■ Selected excerpt ■
===============
Sleater-Kinney is riding high, after pulling off one of the biggest surprise album drops in recent history.
Portlanders Carrie Brownstein, Corin Tucker, and Janet Weiss re-established their credentials as the baddest trio around with the release of No Cities to Love, the band’s first new release in ten years. Critical raves continue to pour in, and fans are frothing to get tickets to this spring’s tour.
We’ve been spoiling to sit down with Sleater-Kinney ever since Tucker curated a “State of Wonder” episode last October. All three musicians joined us in the studio for a far ranging conversation.
Editor’s Note: If you’d like to hear the full-length interview, skip to the bottom of the page.
On the song writing process:
Corin Tucker: The Sleater-Kinney songwriting process is really unique. The kind of sparks that we get in our practice space are really special to this band. We feel pretty comfortable just letting it all fly in the basement, which is conducive to getting a lot of cool ideas. Even when we were writing “Price Tag,” I was screaming the word price tag. A lot of those ideas come for me as a songwriter when we’re working together…I just start singing or yelling things when we’re making all that noise together.
On how writing and rehearsing in a basement affected the album’s sound:
Janet Weiss: In the end it worked to our advantage to create these explosive songs that were very concise. The fat was very trimmed off these songs… If you could see the room, it’s very small and very dead sounding. The muscular quality that comes through on the record was from making these things happen in the airless room.
On the newfound variety in their audience:
Carrie Brownstein: There are some people who have never even heard of the band until we put out “Bury Our Friends,” which is the single we released in advance of the record. There are definitely people in the audience who are teenagers for whom the new material is the stuff they’re most familiar with.
Corin Tucker: There are young kids, and I mean under 10, who will come to a show. Over 60. It’s pretty incredible to say that all different kinds of people like your music.
===============
■ Data section ■

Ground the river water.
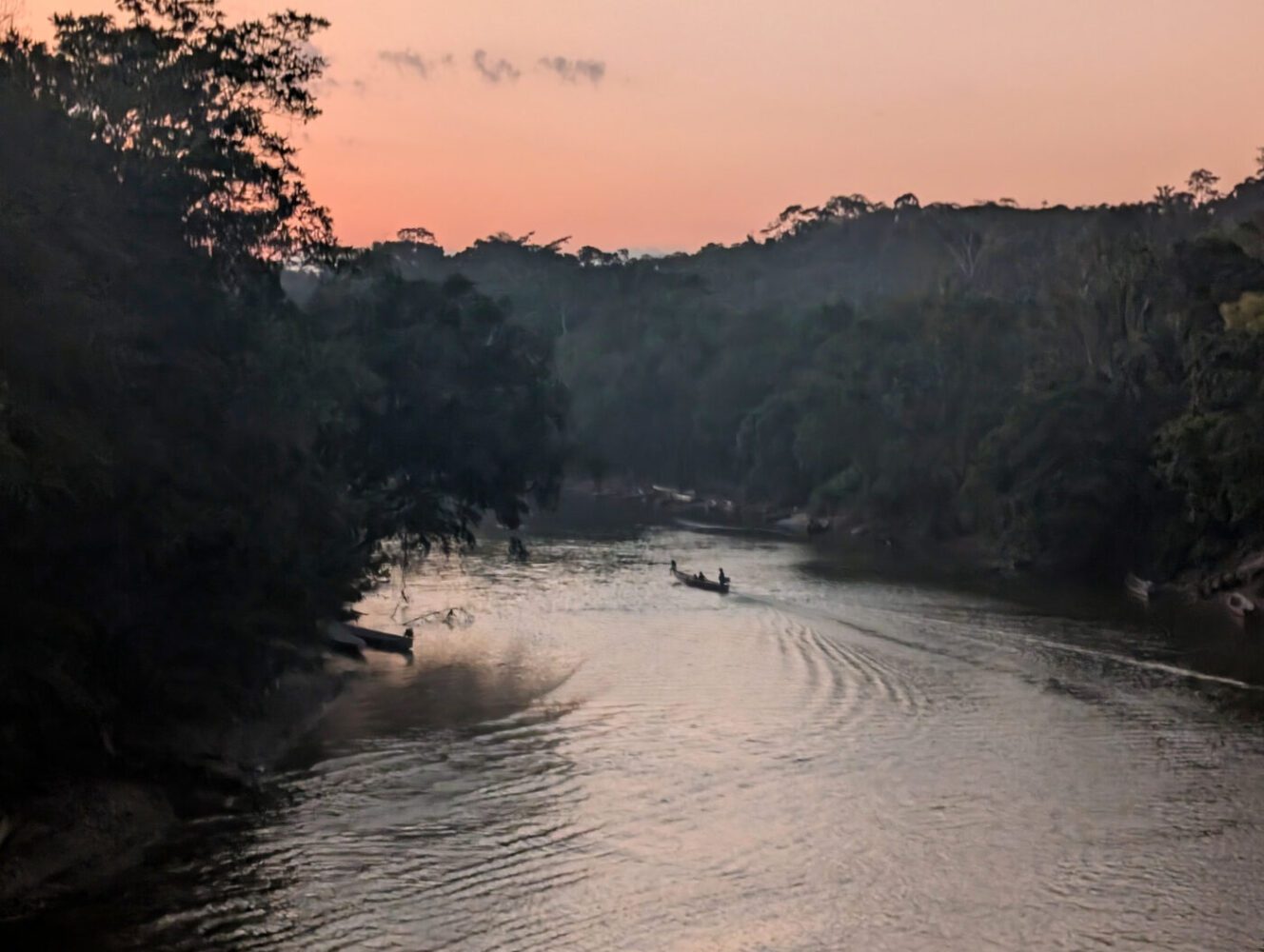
[14,515,1264,952]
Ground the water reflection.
[10,529,1264,949]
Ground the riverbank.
[0,664,347,918]
[567,481,1264,633]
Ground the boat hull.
[671,569,728,595]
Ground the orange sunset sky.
[14,0,1264,250]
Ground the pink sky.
[24,0,1264,250]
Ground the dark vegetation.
[0,0,565,814]
[301,168,1264,581]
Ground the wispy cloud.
[474,50,522,82]
[378,50,435,80]
[539,55,605,86]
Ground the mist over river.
[20,507,1264,952]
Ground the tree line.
[346,160,1264,575]
[0,0,566,799]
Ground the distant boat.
[671,564,731,595]
[325,622,412,655]
[1124,571,1154,602]
[1225,592,1255,618]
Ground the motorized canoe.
[671,569,728,595]
[325,622,412,655]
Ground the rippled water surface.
[22,529,1264,951]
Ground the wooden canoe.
[671,569,728,595]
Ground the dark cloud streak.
[539,55,605,86]
[378,50,434,80]
[474,50,522,84]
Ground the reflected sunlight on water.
[17,529,1264,951]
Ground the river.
[14,507,1264,952]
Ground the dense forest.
[286,150,1264,579]
[0,0,565,799]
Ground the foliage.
[0,0,565,797]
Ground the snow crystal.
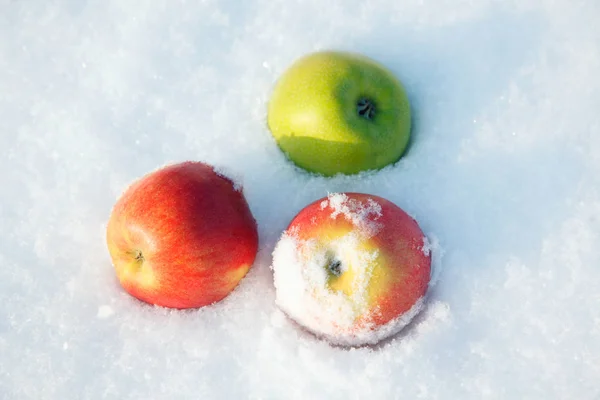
[213,165,244,192]
[97,305,115,319]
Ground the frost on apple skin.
[272,228,425,346]
[272,193,429,346]
[320,193,383,238]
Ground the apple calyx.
[356,97,376,120]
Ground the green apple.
[267,51,411,176]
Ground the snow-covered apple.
[106,161,258,308]
[272,193,431,346]
[267,51,411,176]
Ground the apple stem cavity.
[327,259,342,276]
[356,97,375,121]
[134,250,144,263]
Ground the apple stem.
[327,260,342,276]
[356,97,375,120]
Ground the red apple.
[106,162,258,308]
[272,193,431,346]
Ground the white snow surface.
[0,0,600,400]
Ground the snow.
[0,0,600,400]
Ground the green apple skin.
[267,51,411,176]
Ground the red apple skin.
[106,161,258,309]
[287,193,431,330]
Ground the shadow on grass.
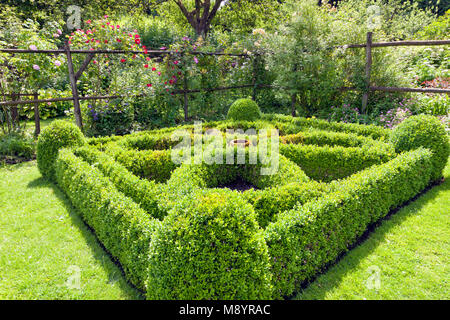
[27,176,144,299]
[289,179,450,300]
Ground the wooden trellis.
[0,32,450,134]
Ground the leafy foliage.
[147,192,271,299]
[36,120,85,180]
[390,115,450,180]
[227,99,261,121]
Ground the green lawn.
[296,165,450,300]
[0,161,141,299]
[0,162,450,299]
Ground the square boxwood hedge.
[51,115,440,299]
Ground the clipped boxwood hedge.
[55,115,443,299]
[74,147,167,220]
[227,99,261,121]
[280,144,396,182]
[56,149,160,290]
[265,149,432,298]
[36,120,86,180]
[390,115,450,180]
[147,192,272,299]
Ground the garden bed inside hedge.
[37,115,446,299]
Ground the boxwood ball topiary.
[147,191,271,300]
[227,99,261,121]
[36,120,85,180]
[390,115,450,180]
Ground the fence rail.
[0,32,450,134]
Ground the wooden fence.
[0,32,450,135]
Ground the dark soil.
[217,177,258,192]
[0,155,36,165]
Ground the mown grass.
[296,160,450,299]
[0,162,450,299]
[0,161,141,299]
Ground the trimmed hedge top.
[390,115,450,180]
[227,99,261,121]
[52,115,442,299]
[36,120,86,180]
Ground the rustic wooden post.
[183,72,188,122]
[361,32,372,114]
[65,42,83,131]
[291,93,297,117]
[33,92,41,138]
[11,93,19,130]
[252,55,259,101]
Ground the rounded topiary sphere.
[390,115,450,180]
[227,99,261,121]
[36,120,85,180]
[147,191,272,300]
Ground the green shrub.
[37,120,85,180]
[74,147,166,220]
[242,181,328,228]
[0,133,35,160]
[265,148,432,298]
[105,143,177,182]
[280,142,396,182]
[262,114,390,140]
[280,129,376,147]
[56,149,160,290]
[147,192,271,299]
[390,115,450,180]
[227,99,261,121]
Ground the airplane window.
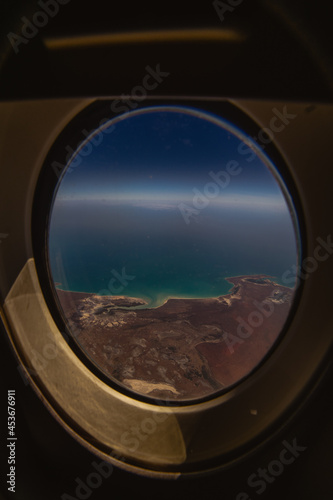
[48,105,300,404]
===============
■ Exercise requirements ■
a - In the Sleater-Kinney interview:
(i) What is the title of the band's first new release in ten years?
(ii) Which word did Corin Tucker say she was screaming while the band was writing a song?
(iii) Which single came out ahead of the record?
b - According to Janet Weiss in the Sleater-Kinney interview, why does the record have a muscular quality?
c - Could you write out the part of the Sleater-Kinney interview starting at "On how writing" and ending at "most familiar with."?

■ Solutions to the exercise ■
a -
(i) No Cities to Love
(ii) "Price tag"
(iii) "Bury Our Friends"

b - Weiss says the muscular quality came from making the songs happen in the basement practice space, which is a very small, very dead-sounding, airless room. Working there produced explosive, very concise songs with the fat trimmed off.

c -
On how writing and rehearsing in a basement affected the album’s sound:
Janet Weiss: In the end it worked to our advantage to create these explosive songs that were very concise. The fat was very trimmed off these songs… If you could see the room, it’s very small and very dead sounding. The muscular quality that comes through on the record was from making these things happen in the airless room.
On the newfound variety in their audience:
Carrie Brownstein: There are some people who have never even heard of the band until we put out “Bury Our Friends,” which is the single we released in advance of the record. There are definitely people in the audience who are teenagers for whom the new material is the stuff they’re most familiar with.